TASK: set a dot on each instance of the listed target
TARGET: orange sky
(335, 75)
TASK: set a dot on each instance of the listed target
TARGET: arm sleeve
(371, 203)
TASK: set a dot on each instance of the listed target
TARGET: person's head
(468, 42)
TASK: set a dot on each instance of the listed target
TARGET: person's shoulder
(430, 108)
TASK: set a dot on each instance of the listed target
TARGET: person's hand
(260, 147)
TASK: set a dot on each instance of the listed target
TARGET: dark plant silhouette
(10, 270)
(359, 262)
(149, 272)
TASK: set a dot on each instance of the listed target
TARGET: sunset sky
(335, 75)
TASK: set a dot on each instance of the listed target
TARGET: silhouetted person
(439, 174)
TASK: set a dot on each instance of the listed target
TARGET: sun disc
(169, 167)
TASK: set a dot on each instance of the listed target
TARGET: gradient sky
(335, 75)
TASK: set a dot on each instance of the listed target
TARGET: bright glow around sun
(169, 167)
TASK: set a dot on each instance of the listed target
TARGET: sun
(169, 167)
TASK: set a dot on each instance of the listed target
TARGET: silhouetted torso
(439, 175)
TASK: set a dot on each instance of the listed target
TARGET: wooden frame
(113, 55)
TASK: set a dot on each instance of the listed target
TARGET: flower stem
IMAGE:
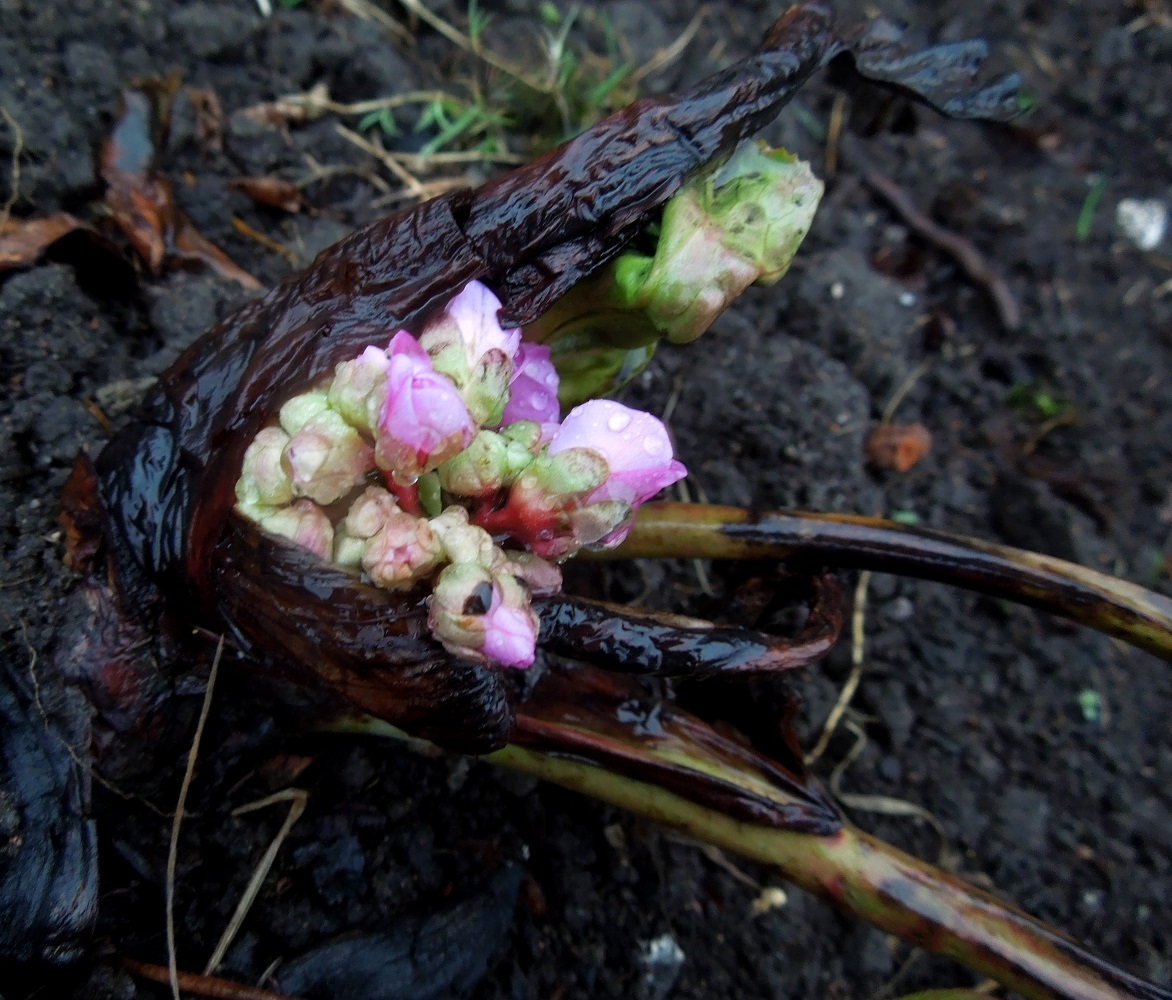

ASSIGNMENT: With pictures excluded, copy exactly the lines from the line containing "TARGET: bright glow around sun" through the last line of the listing above, both ends included.

OUTPUT:
TARGET: bright glow around sun
(169, 167)
TASK: set a dot on each instance of the listed target
TARGET: sun
(169, 167)
TASK: set a dot on each instance of the listed target
TARGET: silhouetted torso
(439, 175)
TASK: set a dot on each instance of the listed target
TARGET: wooden frame
(113, 55)
TASK: set a dot on each instance of the listed target
TARGET: flower stem
IMAGE:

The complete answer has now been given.